DIRECTIONS =
Search the data below for "single"; list each line that holds it.

▬▬▬▬▬▬

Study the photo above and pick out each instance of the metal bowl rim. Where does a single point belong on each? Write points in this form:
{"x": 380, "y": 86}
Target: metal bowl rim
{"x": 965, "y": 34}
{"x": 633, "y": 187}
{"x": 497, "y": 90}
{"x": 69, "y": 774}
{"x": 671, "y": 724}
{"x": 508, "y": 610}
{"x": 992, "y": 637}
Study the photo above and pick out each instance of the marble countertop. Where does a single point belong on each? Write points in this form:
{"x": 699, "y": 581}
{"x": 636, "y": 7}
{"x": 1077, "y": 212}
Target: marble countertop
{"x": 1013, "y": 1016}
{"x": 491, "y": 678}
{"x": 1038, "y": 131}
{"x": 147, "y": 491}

▬▬▬▬▬▬

WRITTEN ANSWER =
Study the photo above and pick out each instance of the metal bowl rim. Where does a single point belong on each? Write points in this form:
Study the photo above and pick out each instance of the marble countertop. Where does a single point belong on each? Write points in this form:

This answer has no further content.